WORK ITEM: Please retype the entries exactly as they stand, leaving out any pictures.

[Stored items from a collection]
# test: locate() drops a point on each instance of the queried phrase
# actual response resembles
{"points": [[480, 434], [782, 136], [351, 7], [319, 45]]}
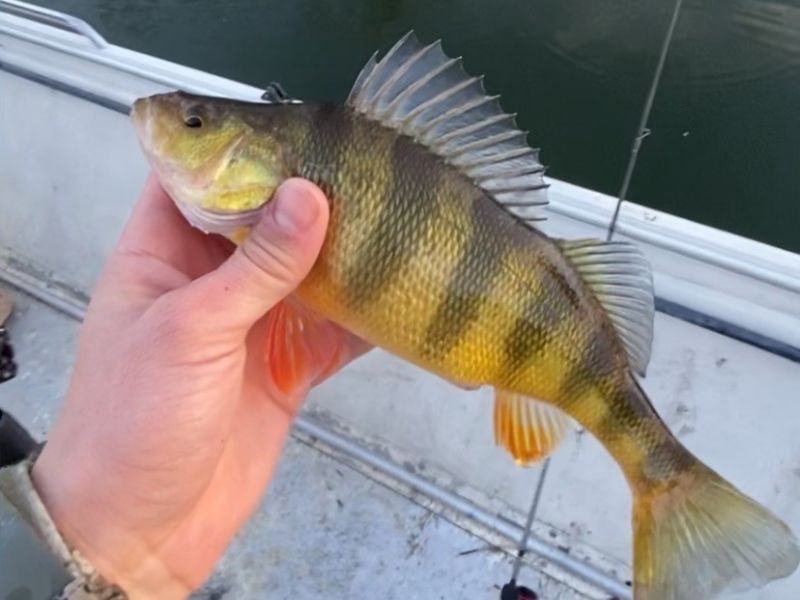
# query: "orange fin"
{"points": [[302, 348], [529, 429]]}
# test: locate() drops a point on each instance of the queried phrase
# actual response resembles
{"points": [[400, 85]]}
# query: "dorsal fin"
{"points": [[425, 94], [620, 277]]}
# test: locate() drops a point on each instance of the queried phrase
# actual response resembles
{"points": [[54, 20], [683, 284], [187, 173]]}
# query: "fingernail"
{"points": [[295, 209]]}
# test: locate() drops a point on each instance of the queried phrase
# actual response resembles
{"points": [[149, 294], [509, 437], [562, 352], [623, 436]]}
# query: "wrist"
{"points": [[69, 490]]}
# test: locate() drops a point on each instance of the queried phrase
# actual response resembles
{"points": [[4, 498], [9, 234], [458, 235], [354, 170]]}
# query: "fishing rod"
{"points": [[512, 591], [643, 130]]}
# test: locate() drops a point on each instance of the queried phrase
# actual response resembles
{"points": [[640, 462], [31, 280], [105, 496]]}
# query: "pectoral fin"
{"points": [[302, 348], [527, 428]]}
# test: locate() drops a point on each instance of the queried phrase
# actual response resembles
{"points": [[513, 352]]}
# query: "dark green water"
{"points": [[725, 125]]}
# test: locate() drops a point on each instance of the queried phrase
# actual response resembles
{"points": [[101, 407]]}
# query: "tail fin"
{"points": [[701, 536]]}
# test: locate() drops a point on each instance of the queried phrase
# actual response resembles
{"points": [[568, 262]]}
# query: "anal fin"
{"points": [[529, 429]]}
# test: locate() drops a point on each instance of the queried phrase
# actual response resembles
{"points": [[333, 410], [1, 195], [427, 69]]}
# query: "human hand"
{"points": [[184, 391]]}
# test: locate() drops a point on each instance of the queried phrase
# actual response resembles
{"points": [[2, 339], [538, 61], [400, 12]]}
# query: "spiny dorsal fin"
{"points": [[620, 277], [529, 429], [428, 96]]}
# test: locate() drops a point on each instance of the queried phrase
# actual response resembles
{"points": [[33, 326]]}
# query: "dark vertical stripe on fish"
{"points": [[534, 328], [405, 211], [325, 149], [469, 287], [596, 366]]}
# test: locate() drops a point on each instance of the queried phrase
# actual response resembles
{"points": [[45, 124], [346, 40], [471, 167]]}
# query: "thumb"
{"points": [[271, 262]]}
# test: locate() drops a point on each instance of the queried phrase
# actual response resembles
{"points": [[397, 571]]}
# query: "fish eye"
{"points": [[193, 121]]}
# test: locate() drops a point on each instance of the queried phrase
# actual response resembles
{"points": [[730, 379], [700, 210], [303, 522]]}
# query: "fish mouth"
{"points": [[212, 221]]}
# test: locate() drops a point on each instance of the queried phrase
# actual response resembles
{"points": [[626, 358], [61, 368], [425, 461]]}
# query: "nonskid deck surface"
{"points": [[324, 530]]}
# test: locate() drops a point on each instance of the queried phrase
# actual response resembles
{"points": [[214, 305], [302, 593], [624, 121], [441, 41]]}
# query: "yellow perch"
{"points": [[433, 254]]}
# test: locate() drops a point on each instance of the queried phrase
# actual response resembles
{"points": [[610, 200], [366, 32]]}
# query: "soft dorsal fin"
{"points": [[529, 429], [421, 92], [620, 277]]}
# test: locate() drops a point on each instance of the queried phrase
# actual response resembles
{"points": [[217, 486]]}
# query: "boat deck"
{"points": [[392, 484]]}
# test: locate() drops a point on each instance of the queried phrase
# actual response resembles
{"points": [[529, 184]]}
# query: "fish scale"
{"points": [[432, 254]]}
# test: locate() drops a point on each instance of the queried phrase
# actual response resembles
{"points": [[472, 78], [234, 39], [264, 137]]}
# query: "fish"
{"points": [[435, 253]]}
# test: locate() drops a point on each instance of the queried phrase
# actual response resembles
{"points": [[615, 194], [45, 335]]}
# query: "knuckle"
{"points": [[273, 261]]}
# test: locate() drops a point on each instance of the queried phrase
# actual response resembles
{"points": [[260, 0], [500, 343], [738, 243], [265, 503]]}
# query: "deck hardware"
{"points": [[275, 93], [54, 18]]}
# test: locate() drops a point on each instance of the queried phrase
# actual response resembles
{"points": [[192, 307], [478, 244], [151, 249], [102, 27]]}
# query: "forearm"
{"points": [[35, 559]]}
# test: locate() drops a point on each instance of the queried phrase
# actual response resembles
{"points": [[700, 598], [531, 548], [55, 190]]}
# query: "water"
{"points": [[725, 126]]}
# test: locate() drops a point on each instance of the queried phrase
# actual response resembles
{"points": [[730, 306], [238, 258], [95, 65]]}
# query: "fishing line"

REPLY:
# test: locate() drops a point on each instance of the queried phrase
# actual response resembles
{"points": [[480, 434], [782, 136], [351, 7], [319, 45]]}
# query: "orange fin"
{"points": [[302, 348], [529, 429]]}
# test: locate() drops a point on each instance of the queried phrase
# actual response resembles
{"points": [[400, 85]]}
# query: "dorsal fin"
{"points": [[425, 94], [620, 277]]}
# test: locate() drops a point on each instance of the queried phrase
# actual response resembles
{"points": [[54, 20], [683, 284], [187, 173]]}
# query: "fingernail"
{"points": [[295, 209]]}
# test: locate() drops a point on each instance of the queried phrase
# actual response resembles
{"points": [[149, 294], [509, 437], [562, 352], [623, 436]]}
# query: "wrist"
{"points": [[69, 490]]}
# test: locate() drops a point on each instance of the queried phrase
# actual response resembles
{"points": [[4, 498], [9, 234], [458, 235], [354, 170]]}
# query: "fishing rod"
{"points": [[512, 591], [643, 130]]}
# test: locate() drops a point on each instance of the queried phrase
# actual response resembles
{"points": [[640, 462], [31, 280], [105, 496]]}
# query: "pectoral fin"
{"points": [[302, 348], [527, 428]]}
# test: locate() drops a point on each instance of the queried phrase
# actual response resembles
{"points": [[513, 352]]}
# query: "dark green water"
{"points": [[725, 125]]}
# test: locate() drops a point on each instance of the queried phrase
# actual response resembles
{"points": [[101, 407]]}
# query: "tail fin"
{"points": [[701, 536]]}
# test: locate() drops a point on each instance of the queried phrase
# actual response resembles
{"points": [[568, 262]]}
# query: "anal fin"
{"points": [[529, 429]]}
# test: locate() drops a point on each instance of the queried phrase
# actual response resembles
{"points": [[333, 410], [1, 195], [427, 69]]}
# query: "human hand"
{"points": [[184, 391]]}
# test: locate() drops a point on each instance of the queried phrase
# actual response resembles
{"points": [[2, 339], [538, 61], [400, 12]]}
# query: "spiny dorsal fin"
{"points": [[620, 277], [529, 429], [428, 96]]}
# test: locate() drops a point on each instance of the queried phrase
# actual response resembles
{"points": [[33, 326]]}
# query: "dark vertical stripe on fish"
{"points": [[534, 328], [405, 211], [325, 149], [469, 287], [596, 366]]}
# test: locate() drops a point on each instance of the queried phrase
# actual response resembles
{"points": [[45, 124], [346, 40], [471, 167]]}
# query: "thumb"
{"points": [[271, 262]]}
# test: locate() drops a point on each instance of the queried phrase
# actual response resembles
{"points": [[397, 571]]}
# query: "fish eye"
{"points": [[193, 121]]}
# test: locate() drops a point on each instance of the queried phrase
# actual response resembles
{"points": [[730, 379], [700, 210], [303, 522]]}
# query: "fish mouth"
{"points": [[212, 221]]}
# test: locate() drops a point on each instance of the queried phrase
# actual response resembles
{"points": [[626, 358], [61, 368], [425, 461]]}
# query: "nonskid deck surface"
{"points": [[324, 530]]}
# test: locate() drops a point on each instance of the queried phrase
# actual response resembles
{"points": [[214, 305], [302, 593], [624, 121], [441, 41]]}
# query: "yellow perch"
{"points": [[433, 254]]}
# test: locate() drops a point on each instance of the queried phrase
# actual response resembles
{"points": [[610, 200], [366, 32]]}
# query: "soft dorsal fin"
{"points": [[529, 429], [421, 92], [620, 277]]}
# test: locate() drops a point on each instance of the queried phrase
# actual response resembles
{"points": [[217, 486]]}
# query: "boat deck"
{"points": [[392, 484]]}
# test: locate() drops a point on each instance of the queried phrase
# actual response resembles
{"points": [[529, 184]]}
# query: "fish scale"
{"points": [[432, 254]]}
# test: locate() drops a point on each instance of the queried phrase
# actual response resembles
{"points": [[472, 78], [234, 39], [264, 137]]}
# query: "fish"
{"points": [[435, 253]]}
# test: locate() drops a point on each instance of the queried phrase
# actual response resembles
{"points": [[615, 194], [45, 335]]}
# query: "knuckle"
{"points": [[273, 261]]}
# test: locate() drops a point on each instance of the queried phrase
# actual response resembles
{"points": [[260, 0], [500, 343], [738, 243], [265, 503]]}
# query: "deck hardware"
{"points": [[275, 93], [54, 18]]}
# test: locate() drops a point on each instance of the queried phrase
# actual response resembles
{"points": [[192, 307], [478, 244], [151, 249], [102, 27]]}
# query: "forearm"
{"points": [[35, 559]]}
# test: locate() drops a point on each instance of the queried phrase
# actual response resembles
{"points": [[700, 598], [531, 548], [55, 190]]}
# query: "water"
{"points": [[725, 126]]}
# test: locate() drops a point on each instance of the queried phrase
# actual response resembles
{"points": [[730, 306], [238, 258], [95, 65]]}
# query: "fishing line"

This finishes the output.